= DIRECTIONS FOR THIS TASK =
Revise the items from the line containing "The label file claims the litter" through the end of the items, replacing "label file" with "annotation file" and leaving all else unchanged. Reproduce only those lines.
□ □ □
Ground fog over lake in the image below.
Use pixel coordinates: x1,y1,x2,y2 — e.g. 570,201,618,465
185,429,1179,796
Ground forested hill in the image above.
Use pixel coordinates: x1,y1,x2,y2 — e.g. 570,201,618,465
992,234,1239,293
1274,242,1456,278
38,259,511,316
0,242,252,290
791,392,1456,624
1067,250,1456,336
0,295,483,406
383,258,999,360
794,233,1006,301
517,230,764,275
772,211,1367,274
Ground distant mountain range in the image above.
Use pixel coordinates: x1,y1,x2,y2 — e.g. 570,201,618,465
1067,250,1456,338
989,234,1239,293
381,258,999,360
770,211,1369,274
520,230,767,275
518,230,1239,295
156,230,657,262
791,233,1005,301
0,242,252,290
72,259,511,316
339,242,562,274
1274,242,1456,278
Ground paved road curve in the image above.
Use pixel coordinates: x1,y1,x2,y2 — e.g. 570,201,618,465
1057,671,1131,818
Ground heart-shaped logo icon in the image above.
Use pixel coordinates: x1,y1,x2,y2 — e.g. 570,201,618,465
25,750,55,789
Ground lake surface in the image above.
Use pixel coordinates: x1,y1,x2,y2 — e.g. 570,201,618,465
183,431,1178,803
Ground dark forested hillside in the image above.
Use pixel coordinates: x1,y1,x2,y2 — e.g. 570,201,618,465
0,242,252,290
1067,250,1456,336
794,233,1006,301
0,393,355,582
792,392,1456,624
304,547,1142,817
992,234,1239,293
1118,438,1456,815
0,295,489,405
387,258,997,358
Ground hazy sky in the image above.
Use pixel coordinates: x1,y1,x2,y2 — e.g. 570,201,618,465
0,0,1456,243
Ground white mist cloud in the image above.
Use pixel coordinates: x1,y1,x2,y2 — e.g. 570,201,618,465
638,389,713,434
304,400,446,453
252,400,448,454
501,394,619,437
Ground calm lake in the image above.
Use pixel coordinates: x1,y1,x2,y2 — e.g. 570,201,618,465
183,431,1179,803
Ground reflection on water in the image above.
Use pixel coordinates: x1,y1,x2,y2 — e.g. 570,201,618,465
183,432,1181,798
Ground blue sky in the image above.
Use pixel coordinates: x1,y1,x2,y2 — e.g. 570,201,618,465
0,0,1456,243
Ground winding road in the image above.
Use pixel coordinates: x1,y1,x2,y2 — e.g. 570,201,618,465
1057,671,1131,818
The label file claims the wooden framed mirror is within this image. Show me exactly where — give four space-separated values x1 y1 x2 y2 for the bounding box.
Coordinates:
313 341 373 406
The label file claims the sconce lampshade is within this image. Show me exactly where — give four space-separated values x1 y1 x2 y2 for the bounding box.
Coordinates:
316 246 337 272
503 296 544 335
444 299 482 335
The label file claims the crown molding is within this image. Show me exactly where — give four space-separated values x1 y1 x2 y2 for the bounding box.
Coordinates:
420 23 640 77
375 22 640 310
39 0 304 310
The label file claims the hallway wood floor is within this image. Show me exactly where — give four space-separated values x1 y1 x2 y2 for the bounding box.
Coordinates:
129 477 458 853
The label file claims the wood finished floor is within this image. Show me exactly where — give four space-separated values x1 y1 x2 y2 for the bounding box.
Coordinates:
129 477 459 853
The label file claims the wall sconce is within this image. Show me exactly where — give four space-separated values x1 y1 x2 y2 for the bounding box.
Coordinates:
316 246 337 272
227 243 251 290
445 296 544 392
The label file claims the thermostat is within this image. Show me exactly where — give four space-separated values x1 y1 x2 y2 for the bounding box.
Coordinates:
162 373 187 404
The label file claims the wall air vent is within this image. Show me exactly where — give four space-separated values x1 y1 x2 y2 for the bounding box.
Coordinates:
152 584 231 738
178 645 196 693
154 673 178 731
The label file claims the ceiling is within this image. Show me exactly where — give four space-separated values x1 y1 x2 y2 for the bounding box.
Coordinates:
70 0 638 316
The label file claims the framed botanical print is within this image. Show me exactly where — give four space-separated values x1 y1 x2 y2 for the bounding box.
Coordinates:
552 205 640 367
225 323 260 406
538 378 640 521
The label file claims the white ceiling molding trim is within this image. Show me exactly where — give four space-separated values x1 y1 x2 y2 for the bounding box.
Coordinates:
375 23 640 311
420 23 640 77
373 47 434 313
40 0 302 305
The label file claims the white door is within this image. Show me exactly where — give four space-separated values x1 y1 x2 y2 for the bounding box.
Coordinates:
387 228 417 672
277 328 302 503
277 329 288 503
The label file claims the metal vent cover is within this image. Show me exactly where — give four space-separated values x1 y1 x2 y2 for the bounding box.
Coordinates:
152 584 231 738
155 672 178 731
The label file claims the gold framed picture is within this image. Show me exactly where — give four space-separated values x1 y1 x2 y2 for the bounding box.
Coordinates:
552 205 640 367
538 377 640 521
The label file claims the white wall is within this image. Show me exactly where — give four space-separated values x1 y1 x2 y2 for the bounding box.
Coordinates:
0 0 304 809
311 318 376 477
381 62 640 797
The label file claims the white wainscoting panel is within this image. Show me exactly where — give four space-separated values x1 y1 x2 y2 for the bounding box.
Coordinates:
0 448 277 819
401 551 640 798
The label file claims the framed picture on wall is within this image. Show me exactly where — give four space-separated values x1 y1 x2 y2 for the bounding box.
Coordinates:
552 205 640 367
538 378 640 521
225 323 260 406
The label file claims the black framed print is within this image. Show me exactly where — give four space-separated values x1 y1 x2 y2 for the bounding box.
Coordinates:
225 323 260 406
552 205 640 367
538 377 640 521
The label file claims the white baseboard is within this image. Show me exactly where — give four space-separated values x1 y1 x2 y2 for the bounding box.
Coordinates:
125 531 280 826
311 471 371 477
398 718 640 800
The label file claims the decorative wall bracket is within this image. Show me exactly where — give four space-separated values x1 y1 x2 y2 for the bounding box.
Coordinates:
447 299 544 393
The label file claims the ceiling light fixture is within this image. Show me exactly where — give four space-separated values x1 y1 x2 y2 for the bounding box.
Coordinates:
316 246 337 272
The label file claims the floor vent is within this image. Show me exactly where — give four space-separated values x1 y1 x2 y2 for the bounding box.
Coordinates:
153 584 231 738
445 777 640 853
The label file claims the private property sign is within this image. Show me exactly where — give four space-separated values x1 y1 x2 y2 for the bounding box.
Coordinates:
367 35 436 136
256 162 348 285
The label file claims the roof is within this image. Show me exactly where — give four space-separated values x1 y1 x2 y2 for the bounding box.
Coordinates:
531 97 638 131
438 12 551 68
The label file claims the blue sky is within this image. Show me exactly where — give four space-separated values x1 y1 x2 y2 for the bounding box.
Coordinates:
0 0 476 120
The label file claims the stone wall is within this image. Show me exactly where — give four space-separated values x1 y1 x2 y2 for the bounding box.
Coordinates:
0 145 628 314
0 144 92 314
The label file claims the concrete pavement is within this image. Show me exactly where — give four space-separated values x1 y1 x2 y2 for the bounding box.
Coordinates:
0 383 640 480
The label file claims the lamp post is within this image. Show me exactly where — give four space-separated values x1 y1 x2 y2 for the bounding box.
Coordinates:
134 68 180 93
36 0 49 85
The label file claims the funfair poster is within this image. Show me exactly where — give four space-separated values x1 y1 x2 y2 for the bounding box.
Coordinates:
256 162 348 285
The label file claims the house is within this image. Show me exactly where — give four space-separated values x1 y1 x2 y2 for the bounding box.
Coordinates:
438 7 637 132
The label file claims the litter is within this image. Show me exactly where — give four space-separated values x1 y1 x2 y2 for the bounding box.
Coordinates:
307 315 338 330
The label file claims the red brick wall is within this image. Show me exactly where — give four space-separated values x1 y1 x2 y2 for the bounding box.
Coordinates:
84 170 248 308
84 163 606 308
□ □ □
= WRITTEN SOLUTION =
The annotation file claims the litter is within this image. Show me exactly where — give four space-separated values x1 y1 x2 y2 for the bounding box.
Coordinates:
307 315 338 330
The annotation file claims the red brick wall is within this image. Show me exactly where — give four space-separated values x1 y1 x2 y2 for the bounding box.
Coordinates:
84 170 248 308
84 163 606 308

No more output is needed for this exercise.